■ What the task requires:
Please print the entries below exactly, from the line with "like point(1002, 201)." through the line with "like point(939, 36).", including both of those lines and leaving out all others.

■ Records:
------------------------

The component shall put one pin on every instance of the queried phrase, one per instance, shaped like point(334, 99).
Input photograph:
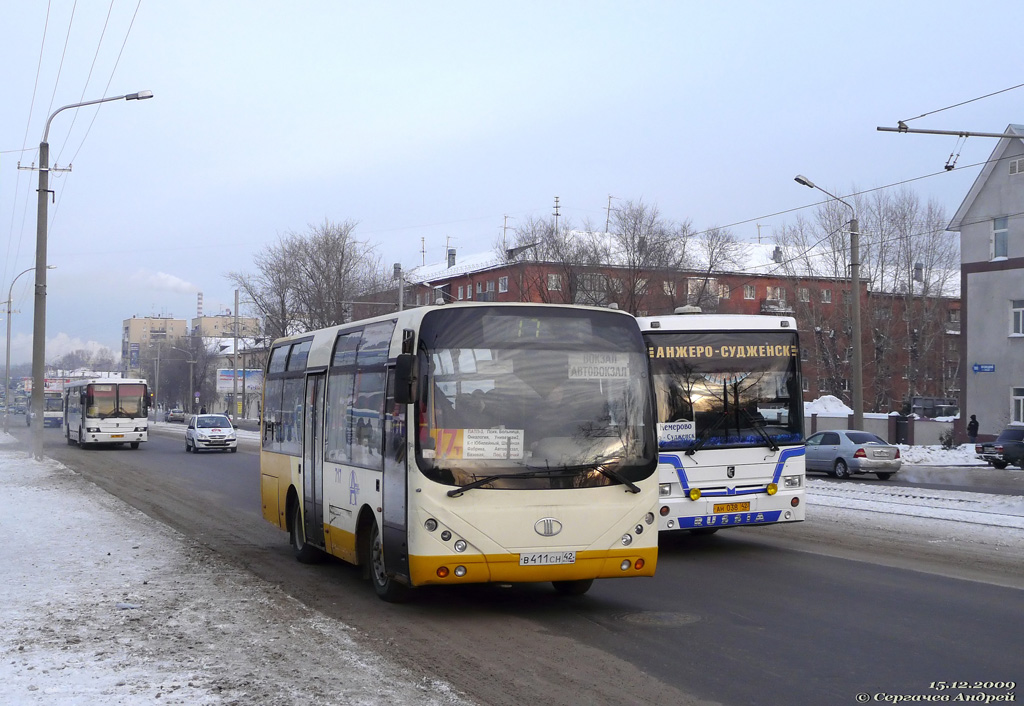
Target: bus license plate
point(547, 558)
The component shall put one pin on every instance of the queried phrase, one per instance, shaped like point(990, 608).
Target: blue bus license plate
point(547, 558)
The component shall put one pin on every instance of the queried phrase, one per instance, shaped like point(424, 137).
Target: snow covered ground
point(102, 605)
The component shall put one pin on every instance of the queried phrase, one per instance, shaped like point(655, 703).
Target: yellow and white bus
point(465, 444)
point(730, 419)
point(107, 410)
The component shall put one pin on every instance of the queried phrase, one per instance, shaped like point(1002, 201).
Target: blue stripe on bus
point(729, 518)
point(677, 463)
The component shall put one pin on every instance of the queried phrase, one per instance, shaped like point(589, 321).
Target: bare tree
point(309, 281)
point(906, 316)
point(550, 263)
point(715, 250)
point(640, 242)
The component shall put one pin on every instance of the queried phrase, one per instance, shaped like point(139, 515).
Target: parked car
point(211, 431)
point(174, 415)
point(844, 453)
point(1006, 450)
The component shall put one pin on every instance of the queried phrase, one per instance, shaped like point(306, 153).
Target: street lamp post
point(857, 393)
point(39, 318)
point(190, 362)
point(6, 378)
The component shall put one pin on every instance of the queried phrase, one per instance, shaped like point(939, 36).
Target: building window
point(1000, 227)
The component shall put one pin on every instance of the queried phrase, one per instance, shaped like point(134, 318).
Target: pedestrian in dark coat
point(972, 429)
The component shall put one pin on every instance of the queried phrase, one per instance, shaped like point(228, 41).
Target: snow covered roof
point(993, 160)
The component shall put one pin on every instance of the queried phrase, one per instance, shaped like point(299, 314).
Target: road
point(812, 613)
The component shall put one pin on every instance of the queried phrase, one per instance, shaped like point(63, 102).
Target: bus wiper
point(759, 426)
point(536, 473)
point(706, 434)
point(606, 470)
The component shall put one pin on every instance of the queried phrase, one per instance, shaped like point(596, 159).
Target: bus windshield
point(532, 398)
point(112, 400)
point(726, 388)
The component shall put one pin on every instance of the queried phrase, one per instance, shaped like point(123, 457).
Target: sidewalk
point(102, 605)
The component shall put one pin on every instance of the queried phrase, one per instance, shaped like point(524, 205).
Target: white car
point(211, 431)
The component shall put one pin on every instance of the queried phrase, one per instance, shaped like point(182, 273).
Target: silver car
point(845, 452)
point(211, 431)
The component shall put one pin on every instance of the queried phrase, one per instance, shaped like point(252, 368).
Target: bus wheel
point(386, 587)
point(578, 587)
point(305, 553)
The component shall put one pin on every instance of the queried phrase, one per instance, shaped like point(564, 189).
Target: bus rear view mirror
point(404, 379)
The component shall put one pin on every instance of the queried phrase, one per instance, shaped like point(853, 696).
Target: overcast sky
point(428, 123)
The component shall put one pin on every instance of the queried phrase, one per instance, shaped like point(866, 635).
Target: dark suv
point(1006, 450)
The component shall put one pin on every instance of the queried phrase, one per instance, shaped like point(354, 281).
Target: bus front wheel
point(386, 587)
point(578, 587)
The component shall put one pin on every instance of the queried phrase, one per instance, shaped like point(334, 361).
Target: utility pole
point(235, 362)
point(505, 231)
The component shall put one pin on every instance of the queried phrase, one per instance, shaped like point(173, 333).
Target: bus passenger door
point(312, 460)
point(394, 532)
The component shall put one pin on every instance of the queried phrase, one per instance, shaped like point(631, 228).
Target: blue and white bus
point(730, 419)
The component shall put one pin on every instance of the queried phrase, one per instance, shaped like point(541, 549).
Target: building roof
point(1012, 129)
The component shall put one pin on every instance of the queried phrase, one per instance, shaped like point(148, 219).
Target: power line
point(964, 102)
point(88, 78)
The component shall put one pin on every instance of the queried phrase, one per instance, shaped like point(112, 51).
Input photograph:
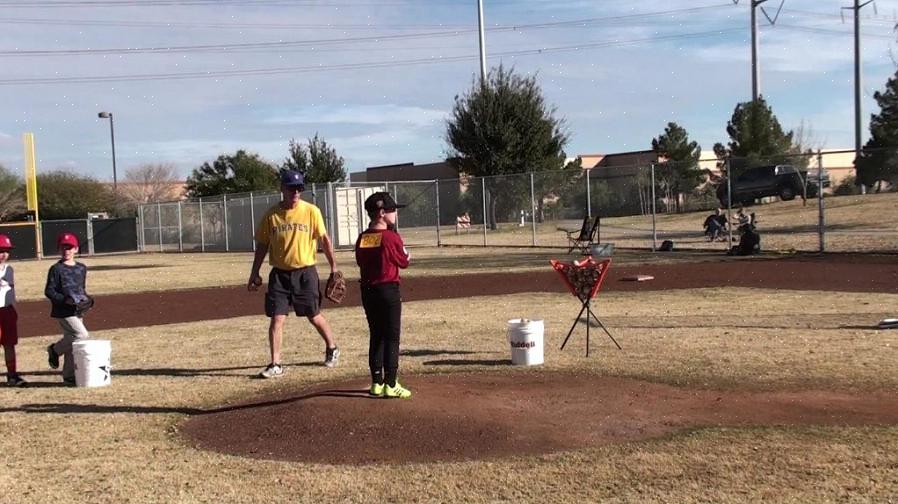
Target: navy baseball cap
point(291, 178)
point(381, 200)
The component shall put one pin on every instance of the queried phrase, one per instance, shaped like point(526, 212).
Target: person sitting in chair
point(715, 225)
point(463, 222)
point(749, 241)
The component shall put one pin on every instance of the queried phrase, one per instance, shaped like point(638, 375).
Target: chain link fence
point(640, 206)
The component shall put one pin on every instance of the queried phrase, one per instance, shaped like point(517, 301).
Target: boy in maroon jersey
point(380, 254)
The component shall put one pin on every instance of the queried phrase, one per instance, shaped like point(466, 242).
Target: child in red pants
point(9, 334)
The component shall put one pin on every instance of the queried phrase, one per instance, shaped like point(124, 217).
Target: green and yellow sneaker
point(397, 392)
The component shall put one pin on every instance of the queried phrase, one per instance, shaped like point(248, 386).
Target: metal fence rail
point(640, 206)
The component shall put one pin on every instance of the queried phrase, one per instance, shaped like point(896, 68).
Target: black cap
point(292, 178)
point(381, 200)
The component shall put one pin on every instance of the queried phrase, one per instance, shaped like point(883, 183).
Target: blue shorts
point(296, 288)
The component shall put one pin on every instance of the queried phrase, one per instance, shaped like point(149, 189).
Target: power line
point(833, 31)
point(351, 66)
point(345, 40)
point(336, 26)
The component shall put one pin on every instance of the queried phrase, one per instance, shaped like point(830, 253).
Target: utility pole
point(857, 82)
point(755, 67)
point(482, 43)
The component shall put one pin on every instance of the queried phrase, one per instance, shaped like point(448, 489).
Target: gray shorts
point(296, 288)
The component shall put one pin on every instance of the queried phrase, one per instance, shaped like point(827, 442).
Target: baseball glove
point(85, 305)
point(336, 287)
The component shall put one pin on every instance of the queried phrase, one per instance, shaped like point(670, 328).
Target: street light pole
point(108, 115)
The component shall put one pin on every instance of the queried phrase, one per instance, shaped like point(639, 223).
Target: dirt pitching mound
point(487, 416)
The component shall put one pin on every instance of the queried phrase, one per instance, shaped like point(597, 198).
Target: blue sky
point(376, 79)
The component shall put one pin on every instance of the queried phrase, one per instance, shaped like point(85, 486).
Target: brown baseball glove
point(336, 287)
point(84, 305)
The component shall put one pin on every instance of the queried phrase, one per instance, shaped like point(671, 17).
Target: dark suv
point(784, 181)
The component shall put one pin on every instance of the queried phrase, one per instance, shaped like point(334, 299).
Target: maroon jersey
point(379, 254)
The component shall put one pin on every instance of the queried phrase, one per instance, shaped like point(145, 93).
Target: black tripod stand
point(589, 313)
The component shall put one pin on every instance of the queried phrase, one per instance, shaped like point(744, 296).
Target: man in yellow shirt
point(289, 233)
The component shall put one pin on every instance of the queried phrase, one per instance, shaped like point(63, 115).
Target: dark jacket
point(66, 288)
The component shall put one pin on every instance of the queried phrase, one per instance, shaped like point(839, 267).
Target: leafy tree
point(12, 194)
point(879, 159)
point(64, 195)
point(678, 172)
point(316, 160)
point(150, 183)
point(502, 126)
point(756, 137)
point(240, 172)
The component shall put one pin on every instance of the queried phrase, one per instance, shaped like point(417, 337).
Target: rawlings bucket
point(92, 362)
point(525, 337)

------------------------

■ Task answer:
The component shall put one pin on every instance of the queried phrase, one per instance, shaped like point(1002, 201).
Target: blue stripe on bus
point(729, 518)
point(677, 463)
The component shall put one pin on every instance of the queried phrase, one per instance, shaped like point(589, 321).
Target: bare tree
point(309, 281)
point(906, 316)
point(550, 263)
point(715, 250)
point(640, 242)
The component shall put one pin on every instance of the queried phrase, one per instance, shaped like point(139, 515).
Target: parked car
point(211, 431)
point(174, 415)
point(844, 453)
point(1006, 450)
The component shall put one pin on every instance of the queried phrase, one per instance, shaped like point(306, 153).
Target: street lamp post
point(857, 393)
point(39, 318)
point(190, 362)
point(6, 378)
The component shall put one pin on every instance of the queried phrase, one per instance, shaped like point(939, 36).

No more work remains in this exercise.